**** Input data ****

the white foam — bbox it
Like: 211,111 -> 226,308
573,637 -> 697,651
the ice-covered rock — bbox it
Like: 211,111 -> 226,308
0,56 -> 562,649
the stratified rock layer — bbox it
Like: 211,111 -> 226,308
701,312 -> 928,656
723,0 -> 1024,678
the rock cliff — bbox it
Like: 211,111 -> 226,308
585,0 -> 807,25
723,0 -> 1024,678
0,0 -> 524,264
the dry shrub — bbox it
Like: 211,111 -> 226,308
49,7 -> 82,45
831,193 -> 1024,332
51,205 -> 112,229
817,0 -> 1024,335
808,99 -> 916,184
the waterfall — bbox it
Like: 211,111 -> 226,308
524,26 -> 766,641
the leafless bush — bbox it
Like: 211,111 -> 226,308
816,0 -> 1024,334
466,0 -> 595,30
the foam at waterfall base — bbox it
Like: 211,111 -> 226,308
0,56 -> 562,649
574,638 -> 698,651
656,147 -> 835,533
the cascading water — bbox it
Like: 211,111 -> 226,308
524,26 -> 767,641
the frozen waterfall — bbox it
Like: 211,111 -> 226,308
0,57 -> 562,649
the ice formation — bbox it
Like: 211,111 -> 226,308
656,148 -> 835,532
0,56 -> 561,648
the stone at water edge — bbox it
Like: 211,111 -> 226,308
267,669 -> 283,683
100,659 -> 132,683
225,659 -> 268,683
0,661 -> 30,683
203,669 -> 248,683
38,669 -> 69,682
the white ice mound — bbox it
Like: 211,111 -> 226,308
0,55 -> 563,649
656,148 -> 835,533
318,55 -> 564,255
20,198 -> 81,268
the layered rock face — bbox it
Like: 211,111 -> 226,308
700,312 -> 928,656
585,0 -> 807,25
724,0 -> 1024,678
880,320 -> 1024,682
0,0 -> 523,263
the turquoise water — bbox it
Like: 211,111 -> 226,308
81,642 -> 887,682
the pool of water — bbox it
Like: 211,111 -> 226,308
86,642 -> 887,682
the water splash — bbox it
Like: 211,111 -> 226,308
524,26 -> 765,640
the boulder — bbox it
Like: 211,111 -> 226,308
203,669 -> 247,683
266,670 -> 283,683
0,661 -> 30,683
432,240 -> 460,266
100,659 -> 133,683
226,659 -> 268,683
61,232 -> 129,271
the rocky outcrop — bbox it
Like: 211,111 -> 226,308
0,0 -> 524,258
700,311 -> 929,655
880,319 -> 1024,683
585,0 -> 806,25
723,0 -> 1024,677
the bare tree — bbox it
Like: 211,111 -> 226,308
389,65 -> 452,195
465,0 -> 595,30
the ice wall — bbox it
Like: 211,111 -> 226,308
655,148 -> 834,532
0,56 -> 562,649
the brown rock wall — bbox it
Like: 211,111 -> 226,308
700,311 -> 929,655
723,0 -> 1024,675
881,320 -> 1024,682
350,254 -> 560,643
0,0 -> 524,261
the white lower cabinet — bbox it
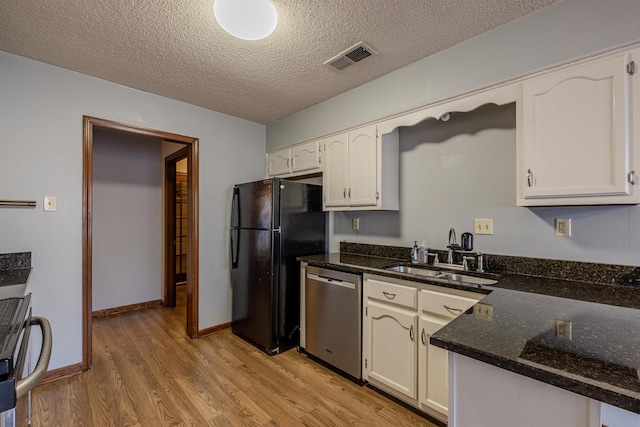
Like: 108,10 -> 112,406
418,289 -> 479,420
419,315 -> 448,415
363,274 -> 482,422
366,303 -> 417,399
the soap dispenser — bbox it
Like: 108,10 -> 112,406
411,241 -> 419,264
418,241 -> 428,263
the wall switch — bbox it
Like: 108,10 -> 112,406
555,319 -> 572,340
474,218 -> 493,235
43,196 -> 56,212
474,303 -> 493,320
554,218 -> 571,237
352,218 -> 360,230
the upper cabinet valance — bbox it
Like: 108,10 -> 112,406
377,83 -> 518,135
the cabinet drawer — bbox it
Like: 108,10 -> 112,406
420,290 -> 479,320
367,279 -> 417,309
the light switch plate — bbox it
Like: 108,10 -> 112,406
43,196 -> 56,212
474,218 -> 493,235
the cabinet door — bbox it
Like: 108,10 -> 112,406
366,303 -> 417,400
323,133 -> 349,208
267,148 -> 291,177
348,124 -> 379,207
419,315 -> 449,418
521,52 -> 631,200
291,140 -> 320,174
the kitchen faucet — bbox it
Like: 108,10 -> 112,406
447,227 -> 459,264
428,227 -> 484,272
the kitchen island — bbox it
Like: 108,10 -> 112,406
300,243 -> 640,426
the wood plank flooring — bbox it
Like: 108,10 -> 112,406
32,288 -> 438,426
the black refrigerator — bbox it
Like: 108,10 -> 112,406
230,178 -> 326,354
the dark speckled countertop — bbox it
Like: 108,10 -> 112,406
431,290 -> 640,415
299,243 -> 640,415
0,252 -> 31,287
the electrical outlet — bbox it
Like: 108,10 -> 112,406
474,218 -> 493,235
555,319 -> 572,340
352,218 -> 360,230
474,303 -> 493,320
43,196 -> 56,212
554,218 -> 571,237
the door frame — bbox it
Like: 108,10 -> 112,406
164,146 -> 189,308
82,116 -> 200,370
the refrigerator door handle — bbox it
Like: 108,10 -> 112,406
231,186 -> 240,228
231,229 -> 239,269
231,186 -> 240,269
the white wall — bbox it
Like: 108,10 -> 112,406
330,104 -> 640,266
92,129 -> 163,311
267,0 -> 640,149
0,51 -> 266,369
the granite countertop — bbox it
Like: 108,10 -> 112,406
299,249 -> 640,414
431,289 -> 640,415
0,252 -> 32,291
0,268 -> 31,287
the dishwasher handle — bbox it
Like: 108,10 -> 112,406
306,273 -> 356,290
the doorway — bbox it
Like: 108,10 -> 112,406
82,116 -> 200,370
164,146 -> 189,308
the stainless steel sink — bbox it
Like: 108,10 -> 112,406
384,264 -> 498,286
439,273 -> 497,286
385,265 -> 443,277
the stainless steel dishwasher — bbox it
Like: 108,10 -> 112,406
304,266 -> 362,380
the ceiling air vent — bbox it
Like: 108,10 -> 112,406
324,42 -> 377,71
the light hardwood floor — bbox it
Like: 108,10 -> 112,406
32,288 -> 438,426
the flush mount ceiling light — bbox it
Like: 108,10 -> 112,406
213,0 -> 278,41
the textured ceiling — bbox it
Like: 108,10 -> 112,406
0,0 -> 560,124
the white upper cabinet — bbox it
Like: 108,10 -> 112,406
518,48 -> 640,205
266,139 -> 322,178
323,133 -> 349,207
290,140 -> 321,174
348,125 -> 378,207
266,147 -> 291,177
322,124 -> 399,211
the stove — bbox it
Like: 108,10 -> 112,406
0,294 -> 51,427
0,296 -> 31,413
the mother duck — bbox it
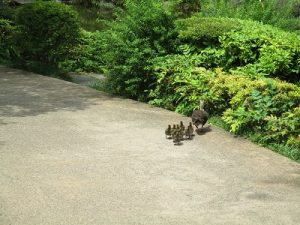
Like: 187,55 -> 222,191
191,100 -> 209,129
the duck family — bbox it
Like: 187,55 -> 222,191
165,100 -> 209,145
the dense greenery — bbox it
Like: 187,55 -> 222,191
71,5 -> 109,31
200,0 -> 300,32
170,0 -> 201,18
62,30 -> 105,73
100,0 -> 178,100
0,18 -> 15,63
178,16 -> 300,82
0,0 -> 15,20
14,1 -> 81,74
74,0 -> 124,8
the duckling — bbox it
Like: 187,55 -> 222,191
176,124 -> 184,140
165,125 -> 172,139
191,100 -> 209,129
179,130 -> 184,141
171,124 -> 177,138
184,122 -> 194,139
187,122 -> 194,135
173,131 -> 181,145
179,121 -> 185,132
185,128 -> 192,140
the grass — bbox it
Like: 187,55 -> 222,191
87,79 -> 108,92
208,115 -> 230,131
208,115 -> 300,162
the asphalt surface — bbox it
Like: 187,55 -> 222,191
0,66 -> 300,225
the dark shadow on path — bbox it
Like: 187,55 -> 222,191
196,126 -> 212,135
0,66 -> 110,118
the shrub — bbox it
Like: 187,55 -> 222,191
61,30 -> 105,73
200,0 -> 300,32
213,72 -> 300,159
177,16 -> 241,47
102,0 -> 177,100
14,2 -> 80,74
0,18 -> 15,62
149,54 -> 216,114
177,16 -> 300,82
221,20 -> 300,81
0,0 -> 15,20
210,73 -> 300,129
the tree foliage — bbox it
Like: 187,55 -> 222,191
0,18 -> 15,62
101,0 -> 177,100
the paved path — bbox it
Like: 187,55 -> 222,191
0,66 -> 299,225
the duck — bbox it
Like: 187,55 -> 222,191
171,124 -> 177,138
187,122 -> 194,134
165,125 -> 172,139
185,122 -> 194,139
191,100 -> 209,129
173,131 -> 182,145
176,124 -> 184,140
179,121 -> 185,132
185,128 -> 192,140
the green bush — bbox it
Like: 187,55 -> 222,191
0,18 -> 15,62
61,30 -> 105,73
149,54 -> 216,114
213,72 -> 300,159
0,0 -> 15,20
102,0 -> 177,100
177,17 -> 300,82
200,0 -> 300,32
177,16 -> 242,47
221,20 -> 300,81
14,1 -> 80,74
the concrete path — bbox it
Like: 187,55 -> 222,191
0,66 -> 299,225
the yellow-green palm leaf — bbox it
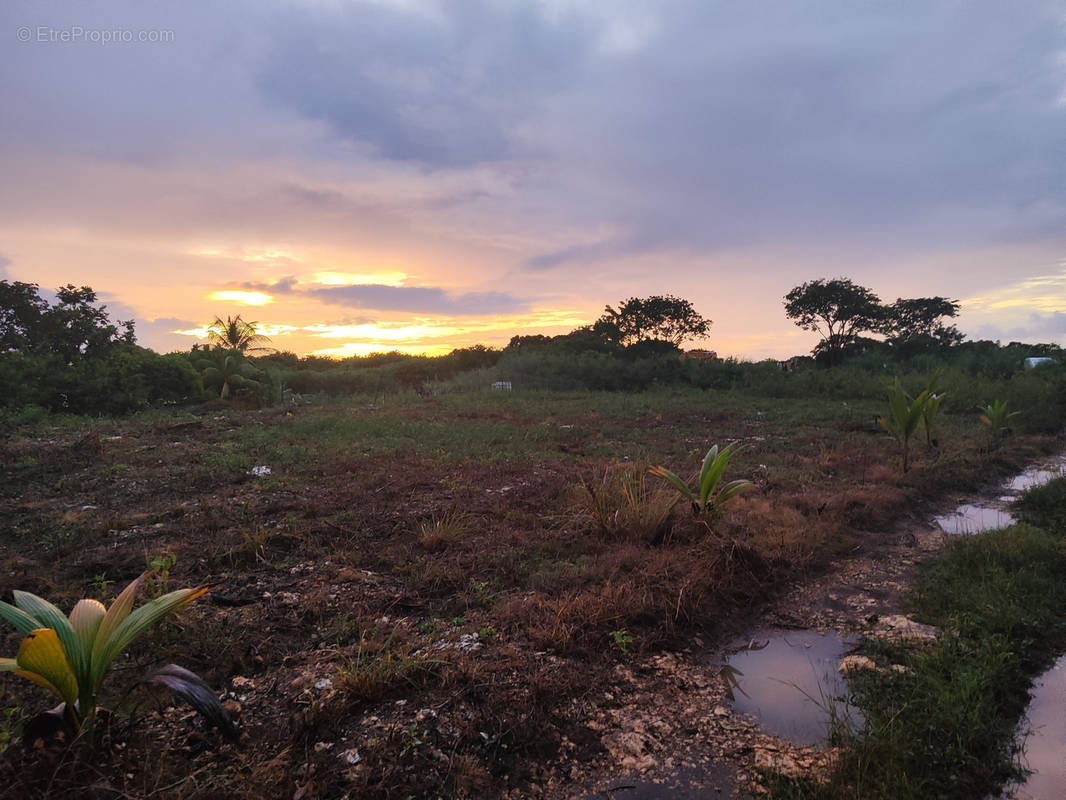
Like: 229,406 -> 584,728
14,628 -> 79,707
91,586 -> 210,687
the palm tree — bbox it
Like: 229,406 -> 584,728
199,349 -> 265,399
199,315 -> 272,399
206,315 -> 272,354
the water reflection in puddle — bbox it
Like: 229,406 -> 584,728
1007,458 -> 1066,493
724,630 -> 858,747
934,505 -> 1016,535
1008,656 -> 1066,800
934,456 -> 1065,536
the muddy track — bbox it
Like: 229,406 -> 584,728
527,461 -> 1057,800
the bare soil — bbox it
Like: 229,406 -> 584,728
0,399 -> 1053,799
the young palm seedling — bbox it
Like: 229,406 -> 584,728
918,373 -> 948,447
648,442 -> 756,518
920,389 -> 947,447
879,379 -> 930,472
0,572 -> 235,737
979,399 -> 1020,450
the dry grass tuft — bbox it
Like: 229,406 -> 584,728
417,508 -> 469,552
573,462 -> 677,545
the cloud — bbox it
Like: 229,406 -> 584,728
973,312 -> 1066,344
0,1 -> 1062,359
238,275 -> 529,315
305,284 -> 527,315
257,1 -> 596,167
248,1 -> 1066,269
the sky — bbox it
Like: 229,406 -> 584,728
1,0 -> 1064,359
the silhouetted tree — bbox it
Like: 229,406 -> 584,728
881,297 -> 963,356
784,279 -> 883,364
595,295 -> 711,347
0,281 -> 198,412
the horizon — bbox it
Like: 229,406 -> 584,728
3,1 -> 1063,360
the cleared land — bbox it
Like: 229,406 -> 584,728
0,388 -> 1056,798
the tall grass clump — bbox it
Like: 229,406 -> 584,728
578,463 -> 676,545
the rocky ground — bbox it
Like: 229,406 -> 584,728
520,506 -> 976,798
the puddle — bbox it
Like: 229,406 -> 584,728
931,454 -> 1066,798
935,457 -> 1066,535
1006,457 -> 1066,494
934,504 -> 1017,535
1007,656 -> 1066,800
723,630 -> 858,747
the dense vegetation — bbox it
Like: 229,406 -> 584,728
2,282 -> 1065,436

****

Try it — Repeat word for word the lines above that run from the line containing "the granite countertop — bbox it" through the line containing "the stainless steel sink — bbox it", both ends included, and nothing else.

Response —
the granite countertop — bbox it
Like: 108,10 -> 112,406
299,249 -> 640,414
431,289 -> 640,415
0,252 -> 32,291
0,268 -> 31,287
the dishwasher handle — bbox it
Like: 108,10 -> 112,406
306,273 -> 356,290
the doorway — bbox it
Like: 108,10 -> 112,406
82,116 -> 200,370
164,146 -> 189,308
the stainless steel sink — bbox it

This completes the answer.